**PROBLEM STATEMENT**
Output the entries below as a Markdown table with the columns Row and Line, from the line that contains "Kindly outline every instance of the black" up to and including the line that contains "M 411 498 L". Number each line in Row, and leave out blank lines and the pictures.

**RECORDED DATA**
•••

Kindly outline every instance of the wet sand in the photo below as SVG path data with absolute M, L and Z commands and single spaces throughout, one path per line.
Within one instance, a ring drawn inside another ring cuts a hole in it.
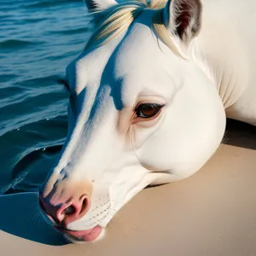
M 201 171 L 139 193 L 96 243 L 60 246 L 33 193 L 0 197 L 1 255 L 256 255 L 256 132 L 235 126 Z

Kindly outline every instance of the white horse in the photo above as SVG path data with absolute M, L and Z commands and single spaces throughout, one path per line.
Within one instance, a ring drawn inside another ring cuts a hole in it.
M 256 125 L 254 0 L 85 3 L 95 32 L 67 67 L 68 134 L 39 191 L 74 242 L 102 237 L 148 184 L 197 172 L 226 116 Z

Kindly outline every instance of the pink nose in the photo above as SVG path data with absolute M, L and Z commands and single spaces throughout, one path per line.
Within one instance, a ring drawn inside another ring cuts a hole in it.
M 90 207 L 90 201 L 87 195 L 83 195 L 78 198 L 72 198 L 67 203 L 52 204 L 47 198 L 39 195 L 39 205 L 43 212 L 55 222 L 66 226 L 86 214 Z

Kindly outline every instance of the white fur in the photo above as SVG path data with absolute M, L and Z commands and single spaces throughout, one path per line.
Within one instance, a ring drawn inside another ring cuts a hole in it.
M 197 172 L 223 138 L 225 111 L 256 125 L 256 3 L 231 2 L 203 2 L 201 30 L 190 37 L 188 60 L 157 39 L 154 10 L 145 9 L 128 30 L 99 47 L 92 43 L 68 65 L 76 112 L 70 109 L 52 177 L 64 170 L 70 180 L 95 182 L 90 210 L 67 228 L 105 228 L 147 185 Z M 165 107 L 155 119 L 131 125 L 140 101 Z

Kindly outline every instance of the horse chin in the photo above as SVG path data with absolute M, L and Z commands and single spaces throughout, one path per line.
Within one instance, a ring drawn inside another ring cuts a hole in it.
M 100 235 L 96 238 L 90 237 L 90 236 L 87 237 L 74 236 L 67 233 L 64 234 L 64 237 L 71 243 L 82 244 L 82 243 L 88 243 L 88 242 L 96 242 L 100 240 L 102 240 L 105 237 L 105 234 L 106 234 L 106 230 L 102 229 Z

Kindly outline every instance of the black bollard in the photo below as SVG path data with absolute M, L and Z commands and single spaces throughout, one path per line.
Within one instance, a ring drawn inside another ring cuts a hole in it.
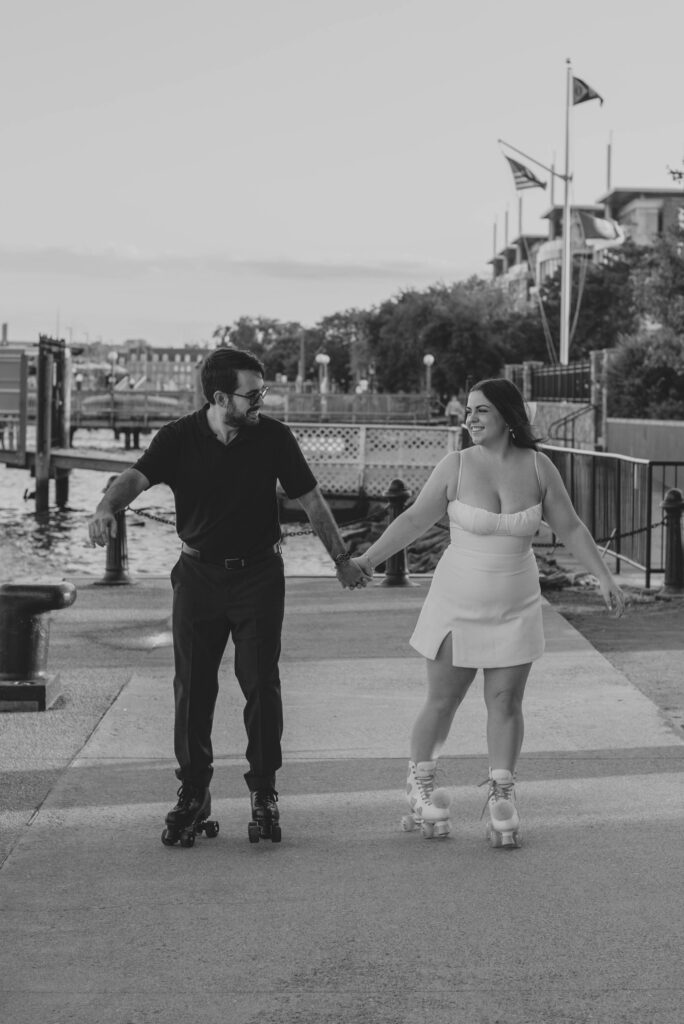
M 115 516 L 117 536 L 106 542 L 106 563 L 104 575 L 97 581 L 99 586 L 117 587 L 130 584 L 128 574 L 128 544 L 126 540 L 126 513 L 122 510 Z
M 411 498 L 411 492 L 407 490 L 401 480 L 392 480 L 385 499 L 389 504 L 389 521 L 393 522 L 407 507 L 407 502 Z M 385 579 L 383 587 L 415 587 L 409 575 L 407 568 L 407 553 L 402 549 L 396 554 L 390 555 L 385 562 Z
M 682 509 L 684 496 L 671 487 L 660 502 L 665 513 L 665 587 L 664 594 L 684 596 L 684 553 L 682 552 Z
M 104 490 L 116 480 L 116 476 L 111 476 L 106 481 Z M 95 582 L 99 587 L 119 587 L 130 584 L 128 575 L 128 542 L 126 539 L 126 511 L 122 509 L 115 514 L 117 520 L 117 536 L 111 537 L 106 542 L 106 562 L 104 564 L 104 575 Z
M 59 675 L 47 673 L 48 612 L 75 600 L 71 583 L 0 586 L 0 711 L 45 711 L 57 696 Z

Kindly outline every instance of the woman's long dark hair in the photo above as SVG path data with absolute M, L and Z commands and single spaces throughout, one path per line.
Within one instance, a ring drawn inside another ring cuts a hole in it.
M 501 413 L 516 447 L 531 447 L 537 452 L 542 438 L 535 437 L 524 399 L 513 381 L 505 377 L 490 377 L 473 384 L 470 390 L 481 391 L 487 401 Z

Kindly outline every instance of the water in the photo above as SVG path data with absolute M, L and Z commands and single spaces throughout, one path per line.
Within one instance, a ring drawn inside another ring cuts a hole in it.
M 87 435 L 87 449 L 75 451 L 122 452 L 109 430 Z M 0 581 L 32 577 L 70 575 L 98 579 L 104 572 L 103 548 L 91 548 L 87 522 L 100 500 L 112 473 L 73 470 L 69 484 L 69 508 L 50 507 L 37 516 L 29 498 L 35 481 L 28 470 L 0 463 Z M 25 497 L 26 496 L 26 497 Z M 54 501 L 52 482 L 50 502 Z M 173 523 L 173 495 L 165 484 L 143 492 L 134 508 L 144 508 Z M 168 575 L 178 558 L 180 542 L 172 524 L 143 519 L 127 513 L 128 562 L 131 578 Z M 288 523 L 286 531 L 303 529 L 307 523 Z M 283 546 L 287 575 L 334 575 L 330 556 L 315 537 L 288 537 Z

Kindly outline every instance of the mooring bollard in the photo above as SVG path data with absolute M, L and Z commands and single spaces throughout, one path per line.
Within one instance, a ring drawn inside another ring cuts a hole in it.
M 53 702 L 59 674 L 47 674 L 48 612 L 75 600 L 71 583 L 0 586 L 0 711 L 45 711 Z
M 684 552 L 682 552 L 682 510 L 684 496 L 671 487 L 660 502 L 665 513 L 665 587 L 664 594 L 684 596 Z
M 104 490 L 111 486 L 116 476 L 111 476 L 106 481 Z M 96 586 L 117 587 L 130 584 L 128 575 L 128 542 L 126 539 L 126 512 L 121 510 L 115 515 L 117 521 L 117 536 L 111 537 L 106 542 L 106 562 L 104 564 L 104 575 L 96 581 Z
M 402 480 L 392 480 L 385 499 L 389 504 L 389 521 L 393 522 L 407 507 L 407 502 L 411 498 L 411 492 L 407 490 Z M 385 562 L 385 579 L 383 587 L 415 587 L 407 568 L 407 553 L 402 549 L 396 554 L 390 555 Z

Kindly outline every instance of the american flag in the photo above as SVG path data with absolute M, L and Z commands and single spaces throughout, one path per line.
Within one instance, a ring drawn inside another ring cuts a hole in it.
M 519 164 L 518 161 L 513 160 L 512 157 L 506 157 L 506 159 L 511 165 L 513 180 L 518 191 L 521 188 L 546 188 L 546 181 L 540 181 L 540 179 L 532 174 L 529 168 L 525 167 L 524 164 Z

•••

**TASK OUTPUT**
| Row | Line |
|---|---|
| 1 | Kindly outline every instance of the black bollard in the photo below as SVG path data with absolute M, L and Z commands and single spaces throughout, one path per line. |
| 2 | Within one instance, a ring drawn inside another ring cuts a hole in it. |
| 3 | M 115 516 L 117 536 L 106 542 L 106 563 L 104 575 L 97 581 L 99 586 L 117 587 L 130 584 L 128 574 L 128 544 L 126 540 L 126 513 L 122 510 Z |
| 4 | M 411 498 L 411 492 L 407 490 L 401 480 L 392 480 L 385 499 L 389 504 L 389 521 L 393 522 L 407 507 L 407 502 Z M 385 579 L 383 587 L 415 587 L 409 575 L 407 568 L 407 553 L 402 549 L 396 554 L 390 555 L 385 562 Z |